--- Material supplied ---
= = = = = = =

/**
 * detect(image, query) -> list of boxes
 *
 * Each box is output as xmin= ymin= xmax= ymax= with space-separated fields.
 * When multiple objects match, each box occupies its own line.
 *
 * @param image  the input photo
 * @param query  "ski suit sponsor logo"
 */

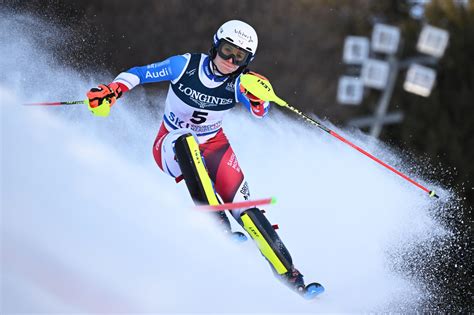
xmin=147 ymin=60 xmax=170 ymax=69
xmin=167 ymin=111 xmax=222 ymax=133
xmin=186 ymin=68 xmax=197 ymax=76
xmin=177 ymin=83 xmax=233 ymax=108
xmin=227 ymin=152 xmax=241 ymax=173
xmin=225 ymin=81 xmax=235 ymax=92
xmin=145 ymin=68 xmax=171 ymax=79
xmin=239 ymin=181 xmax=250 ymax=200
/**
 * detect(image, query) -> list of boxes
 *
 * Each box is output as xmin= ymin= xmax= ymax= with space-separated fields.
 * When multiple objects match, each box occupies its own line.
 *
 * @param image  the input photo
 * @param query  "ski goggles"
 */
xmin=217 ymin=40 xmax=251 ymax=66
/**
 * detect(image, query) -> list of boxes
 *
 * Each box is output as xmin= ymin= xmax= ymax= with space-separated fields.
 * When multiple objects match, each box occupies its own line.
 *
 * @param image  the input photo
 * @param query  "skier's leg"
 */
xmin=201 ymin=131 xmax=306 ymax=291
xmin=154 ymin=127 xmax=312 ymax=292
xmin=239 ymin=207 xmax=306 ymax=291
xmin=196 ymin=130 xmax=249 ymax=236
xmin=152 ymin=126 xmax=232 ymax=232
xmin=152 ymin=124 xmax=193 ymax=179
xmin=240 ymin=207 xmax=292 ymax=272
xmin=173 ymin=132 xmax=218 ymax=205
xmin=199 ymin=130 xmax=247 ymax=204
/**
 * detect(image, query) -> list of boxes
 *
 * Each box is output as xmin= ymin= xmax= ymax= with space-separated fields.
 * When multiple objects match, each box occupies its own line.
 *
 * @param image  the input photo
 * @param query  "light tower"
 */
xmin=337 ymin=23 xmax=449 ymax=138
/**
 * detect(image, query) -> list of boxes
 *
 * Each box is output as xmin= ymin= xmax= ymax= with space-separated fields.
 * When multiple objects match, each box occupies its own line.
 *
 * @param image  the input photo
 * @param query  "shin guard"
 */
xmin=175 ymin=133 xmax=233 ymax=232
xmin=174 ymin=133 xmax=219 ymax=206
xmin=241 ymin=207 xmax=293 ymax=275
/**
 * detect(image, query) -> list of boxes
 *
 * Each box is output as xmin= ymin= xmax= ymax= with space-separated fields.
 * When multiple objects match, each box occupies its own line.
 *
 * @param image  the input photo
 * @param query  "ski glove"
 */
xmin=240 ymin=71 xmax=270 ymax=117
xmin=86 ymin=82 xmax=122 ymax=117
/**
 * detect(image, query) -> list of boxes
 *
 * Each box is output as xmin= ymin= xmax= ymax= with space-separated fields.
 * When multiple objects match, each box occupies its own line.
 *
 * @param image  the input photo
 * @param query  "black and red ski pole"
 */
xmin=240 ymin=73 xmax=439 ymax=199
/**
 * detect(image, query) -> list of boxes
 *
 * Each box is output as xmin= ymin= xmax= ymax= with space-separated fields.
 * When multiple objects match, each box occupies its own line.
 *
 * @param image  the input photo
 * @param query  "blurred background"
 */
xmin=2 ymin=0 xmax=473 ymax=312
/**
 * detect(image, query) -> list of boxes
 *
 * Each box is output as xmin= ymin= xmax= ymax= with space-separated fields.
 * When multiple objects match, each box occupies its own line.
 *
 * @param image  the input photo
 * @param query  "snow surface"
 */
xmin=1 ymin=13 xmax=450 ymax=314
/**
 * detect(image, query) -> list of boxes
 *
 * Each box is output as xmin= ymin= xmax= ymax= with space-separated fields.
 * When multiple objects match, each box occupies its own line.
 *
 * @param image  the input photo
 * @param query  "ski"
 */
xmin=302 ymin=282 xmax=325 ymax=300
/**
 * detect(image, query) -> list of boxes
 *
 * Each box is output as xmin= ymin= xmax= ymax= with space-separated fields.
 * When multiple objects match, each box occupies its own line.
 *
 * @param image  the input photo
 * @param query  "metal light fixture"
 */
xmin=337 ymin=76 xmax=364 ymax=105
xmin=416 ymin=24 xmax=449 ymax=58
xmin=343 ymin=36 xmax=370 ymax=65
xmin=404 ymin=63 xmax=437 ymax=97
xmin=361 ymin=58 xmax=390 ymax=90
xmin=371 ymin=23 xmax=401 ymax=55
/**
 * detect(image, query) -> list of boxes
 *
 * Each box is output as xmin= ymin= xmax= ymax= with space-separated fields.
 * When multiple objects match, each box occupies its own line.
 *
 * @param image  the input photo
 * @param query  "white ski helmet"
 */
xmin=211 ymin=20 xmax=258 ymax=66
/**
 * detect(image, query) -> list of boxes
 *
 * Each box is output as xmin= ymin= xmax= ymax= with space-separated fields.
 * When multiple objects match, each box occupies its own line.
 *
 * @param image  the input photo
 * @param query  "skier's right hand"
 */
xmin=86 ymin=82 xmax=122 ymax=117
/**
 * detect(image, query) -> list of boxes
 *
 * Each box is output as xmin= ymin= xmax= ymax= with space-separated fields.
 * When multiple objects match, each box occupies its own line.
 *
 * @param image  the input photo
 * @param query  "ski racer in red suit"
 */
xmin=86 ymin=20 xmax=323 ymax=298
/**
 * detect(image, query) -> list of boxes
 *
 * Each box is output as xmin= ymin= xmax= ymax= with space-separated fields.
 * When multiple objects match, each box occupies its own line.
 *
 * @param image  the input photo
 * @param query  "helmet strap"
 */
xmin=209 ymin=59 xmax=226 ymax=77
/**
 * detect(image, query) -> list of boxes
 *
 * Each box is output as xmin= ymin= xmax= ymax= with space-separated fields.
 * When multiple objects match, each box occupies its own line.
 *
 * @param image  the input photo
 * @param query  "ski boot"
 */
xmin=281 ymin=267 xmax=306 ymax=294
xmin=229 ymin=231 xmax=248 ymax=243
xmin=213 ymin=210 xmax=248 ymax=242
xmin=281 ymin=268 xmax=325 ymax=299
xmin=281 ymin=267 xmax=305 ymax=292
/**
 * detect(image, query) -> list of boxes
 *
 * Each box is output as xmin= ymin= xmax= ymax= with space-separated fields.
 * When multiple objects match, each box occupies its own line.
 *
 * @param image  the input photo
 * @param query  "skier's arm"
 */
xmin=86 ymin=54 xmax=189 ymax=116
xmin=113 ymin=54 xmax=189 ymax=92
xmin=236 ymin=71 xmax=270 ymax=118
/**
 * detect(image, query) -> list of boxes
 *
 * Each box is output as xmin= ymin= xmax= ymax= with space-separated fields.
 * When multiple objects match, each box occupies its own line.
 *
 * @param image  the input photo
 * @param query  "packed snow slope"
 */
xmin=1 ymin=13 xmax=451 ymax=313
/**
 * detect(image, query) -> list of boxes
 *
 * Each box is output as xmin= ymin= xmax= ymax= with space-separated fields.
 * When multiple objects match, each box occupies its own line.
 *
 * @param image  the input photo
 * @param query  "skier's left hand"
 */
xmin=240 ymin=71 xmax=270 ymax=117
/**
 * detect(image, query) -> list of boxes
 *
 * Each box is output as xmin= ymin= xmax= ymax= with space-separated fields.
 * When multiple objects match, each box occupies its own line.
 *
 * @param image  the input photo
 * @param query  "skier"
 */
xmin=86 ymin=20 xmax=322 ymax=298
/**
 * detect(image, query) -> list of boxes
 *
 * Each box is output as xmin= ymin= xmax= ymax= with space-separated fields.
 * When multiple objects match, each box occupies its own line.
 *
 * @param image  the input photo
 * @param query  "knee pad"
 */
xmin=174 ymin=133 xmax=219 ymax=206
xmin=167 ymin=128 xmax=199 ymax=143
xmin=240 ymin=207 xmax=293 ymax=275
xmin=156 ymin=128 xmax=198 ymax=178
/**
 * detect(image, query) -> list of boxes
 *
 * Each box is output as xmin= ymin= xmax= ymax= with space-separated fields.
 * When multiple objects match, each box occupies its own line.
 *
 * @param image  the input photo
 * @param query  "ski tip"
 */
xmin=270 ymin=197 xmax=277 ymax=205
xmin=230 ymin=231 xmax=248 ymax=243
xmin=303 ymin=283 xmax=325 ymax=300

= = = = = = =

--- Assignment ---
Gather each line from the entries above that includes the word "snow".

--- Expected output ---
 * @param query  "snow surface"
 * @param query  "packed snow slope"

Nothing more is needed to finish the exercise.